» Exercise material:
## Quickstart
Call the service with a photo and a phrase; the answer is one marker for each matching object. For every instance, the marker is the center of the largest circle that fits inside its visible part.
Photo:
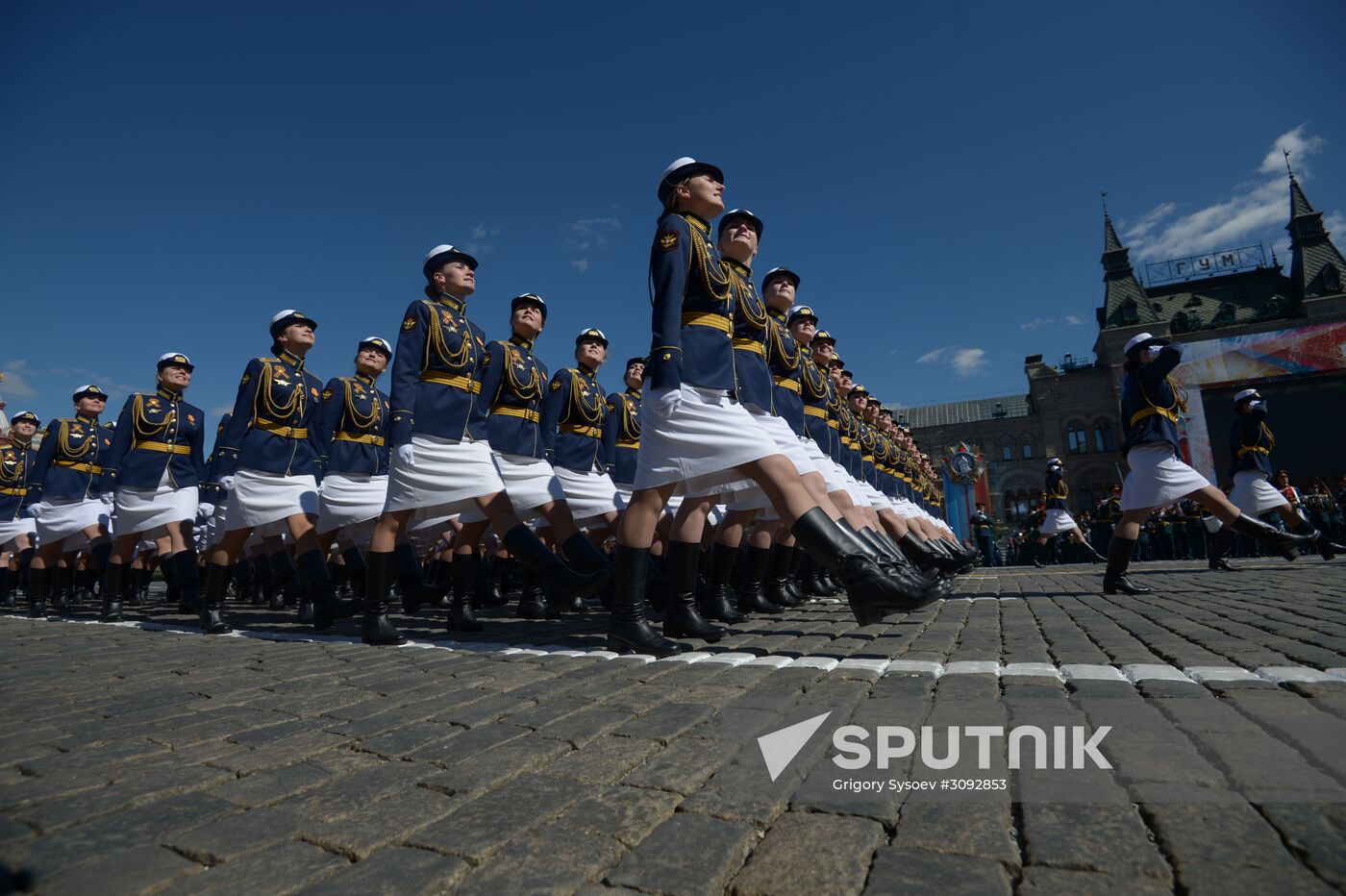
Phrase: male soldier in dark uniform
* * *
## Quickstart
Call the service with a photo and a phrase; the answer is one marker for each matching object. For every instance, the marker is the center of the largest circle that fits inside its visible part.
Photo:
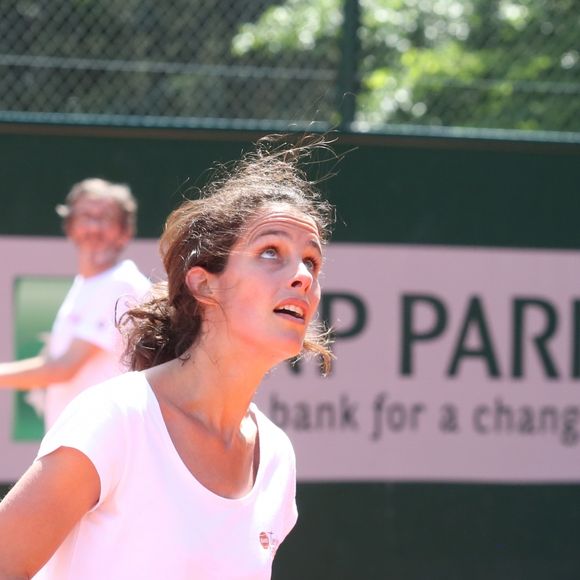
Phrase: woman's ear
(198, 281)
...
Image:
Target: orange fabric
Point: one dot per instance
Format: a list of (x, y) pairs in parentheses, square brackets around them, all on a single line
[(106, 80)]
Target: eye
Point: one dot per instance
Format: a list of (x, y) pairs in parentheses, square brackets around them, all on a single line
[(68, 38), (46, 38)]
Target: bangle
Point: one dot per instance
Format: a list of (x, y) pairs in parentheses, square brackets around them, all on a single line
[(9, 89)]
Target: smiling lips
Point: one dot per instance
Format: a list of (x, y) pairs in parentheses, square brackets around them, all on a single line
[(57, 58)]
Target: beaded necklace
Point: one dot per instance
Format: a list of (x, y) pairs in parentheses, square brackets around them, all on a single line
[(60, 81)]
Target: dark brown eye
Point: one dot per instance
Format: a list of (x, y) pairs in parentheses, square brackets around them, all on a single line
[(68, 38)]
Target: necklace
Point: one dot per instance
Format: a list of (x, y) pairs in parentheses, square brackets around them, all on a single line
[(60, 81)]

» The task:
Nothing but a number should be written: how many lines of the preceding listing contain "dark".

» The completed task:
2